Studio album by Kylesa
- Released: October 30, 2006
- Recorded: June 2006
- Studios: The Jam Room Columbia, South Carolina
- Genre: Sludge metal
- Length: 39:26
- Label: Prosthetic
- Producer: Phillip Cope

Kylesa chronology
| To Walk a Middle Course (2005) | Time Will Fuse Its Worth (2006) | Static Tensions (2009) |

= Time Will Fuse Its Worth =

Time Will Fuse Its Worth is the third full-length album by American sludge metal band Kylesa. It was released October 30, 2006 by Prosthetic Records.

== Critical reception ==

Critical reception for Time Will Fuse Its Worth was positive, with reviews rating it as significantly improved and more composed than previous albums. AllMusic approved of its "admirable experimental streak [...] in the near-psychedelic interludes" while Exclaim! approved of the melding of different influences with an array of vocals. Reviews were indifferent regarding the benefits of the new dual-drummer set-up, with reviewers noting that it rarely added anything extra to the songs.

::::

**What you need to do**:
(a) Pull out, word for word, everything in the album article from "Kylesa chronology" down to "by Prosthetic Records.".
(b) Answer these from the album article:
(i) In which studio was the album recorded?
(ii) Which label released it?
(iii) According to reviewers, how much did the dual-drummer set-up add to the songs?

::::

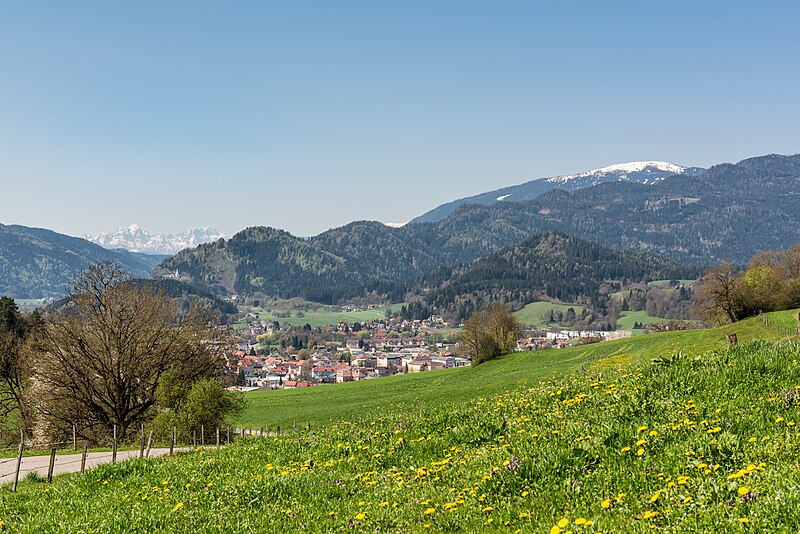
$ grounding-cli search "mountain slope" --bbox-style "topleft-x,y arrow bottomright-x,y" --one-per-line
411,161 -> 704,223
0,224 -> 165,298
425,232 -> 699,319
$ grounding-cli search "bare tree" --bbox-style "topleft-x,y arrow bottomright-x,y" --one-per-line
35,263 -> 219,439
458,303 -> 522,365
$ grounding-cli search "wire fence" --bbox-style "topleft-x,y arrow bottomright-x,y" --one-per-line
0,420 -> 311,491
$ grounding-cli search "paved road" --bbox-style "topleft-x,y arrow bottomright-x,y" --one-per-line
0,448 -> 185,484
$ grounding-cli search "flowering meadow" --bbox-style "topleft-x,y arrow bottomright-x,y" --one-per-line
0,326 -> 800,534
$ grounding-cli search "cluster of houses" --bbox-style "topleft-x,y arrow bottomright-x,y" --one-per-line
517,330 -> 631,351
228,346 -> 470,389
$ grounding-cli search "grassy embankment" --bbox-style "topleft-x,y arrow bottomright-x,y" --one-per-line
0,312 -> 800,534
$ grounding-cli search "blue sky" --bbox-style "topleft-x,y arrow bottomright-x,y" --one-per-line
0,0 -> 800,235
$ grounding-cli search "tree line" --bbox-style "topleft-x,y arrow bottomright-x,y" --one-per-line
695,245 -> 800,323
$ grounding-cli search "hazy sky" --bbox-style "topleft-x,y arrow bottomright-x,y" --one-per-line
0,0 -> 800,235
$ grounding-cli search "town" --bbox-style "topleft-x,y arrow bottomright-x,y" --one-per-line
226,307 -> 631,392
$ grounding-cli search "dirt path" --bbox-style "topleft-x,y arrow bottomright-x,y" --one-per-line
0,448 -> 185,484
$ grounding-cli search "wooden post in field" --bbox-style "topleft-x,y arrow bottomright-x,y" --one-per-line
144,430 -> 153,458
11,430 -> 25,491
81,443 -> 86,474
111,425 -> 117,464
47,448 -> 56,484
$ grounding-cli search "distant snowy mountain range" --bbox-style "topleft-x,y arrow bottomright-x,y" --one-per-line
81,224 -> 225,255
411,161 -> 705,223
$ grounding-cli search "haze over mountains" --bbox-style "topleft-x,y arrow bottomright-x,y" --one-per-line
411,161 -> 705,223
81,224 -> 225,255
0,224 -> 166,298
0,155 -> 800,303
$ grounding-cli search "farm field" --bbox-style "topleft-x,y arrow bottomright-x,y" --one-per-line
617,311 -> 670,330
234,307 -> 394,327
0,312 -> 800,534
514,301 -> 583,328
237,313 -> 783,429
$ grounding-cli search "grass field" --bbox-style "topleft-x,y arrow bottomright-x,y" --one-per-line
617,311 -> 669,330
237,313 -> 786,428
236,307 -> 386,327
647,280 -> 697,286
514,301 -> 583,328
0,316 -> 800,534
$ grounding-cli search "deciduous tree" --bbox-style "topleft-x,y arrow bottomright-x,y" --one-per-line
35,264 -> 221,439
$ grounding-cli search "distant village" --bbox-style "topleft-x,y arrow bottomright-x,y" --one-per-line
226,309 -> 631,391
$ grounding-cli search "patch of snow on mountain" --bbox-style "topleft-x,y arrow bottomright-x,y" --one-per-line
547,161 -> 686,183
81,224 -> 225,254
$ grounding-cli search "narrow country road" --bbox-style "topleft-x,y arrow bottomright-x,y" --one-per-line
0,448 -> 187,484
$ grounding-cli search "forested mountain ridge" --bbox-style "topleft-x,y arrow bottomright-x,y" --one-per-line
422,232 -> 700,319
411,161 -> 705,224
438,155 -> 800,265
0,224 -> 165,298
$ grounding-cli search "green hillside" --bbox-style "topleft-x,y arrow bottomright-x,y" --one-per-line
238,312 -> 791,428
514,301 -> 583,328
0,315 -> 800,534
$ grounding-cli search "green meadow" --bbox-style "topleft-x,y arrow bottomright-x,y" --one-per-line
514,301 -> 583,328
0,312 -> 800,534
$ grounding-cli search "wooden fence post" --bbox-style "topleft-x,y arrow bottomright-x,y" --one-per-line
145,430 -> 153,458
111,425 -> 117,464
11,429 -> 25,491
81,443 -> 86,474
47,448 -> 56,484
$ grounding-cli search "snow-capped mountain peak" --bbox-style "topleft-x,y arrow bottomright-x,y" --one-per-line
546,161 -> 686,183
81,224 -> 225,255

::::

**The answers**:
(a)
Kylesa chronology
| To Walk a Middle Course (2005) | Time Will Fuse Its Worth (2006) | Static Tensions (2009) |

= Time Will Fuse Its Worth =

Time Will Fuse Its Worth is the third full-length album by American sludge metal band Kylesa. It was released October 30, 2006 by Prosthetic Records.

(b)
(i) The Jam Room in Columbia, South Carolina
(ii) Prosthetic Records
(iii) It rarely added anything extra.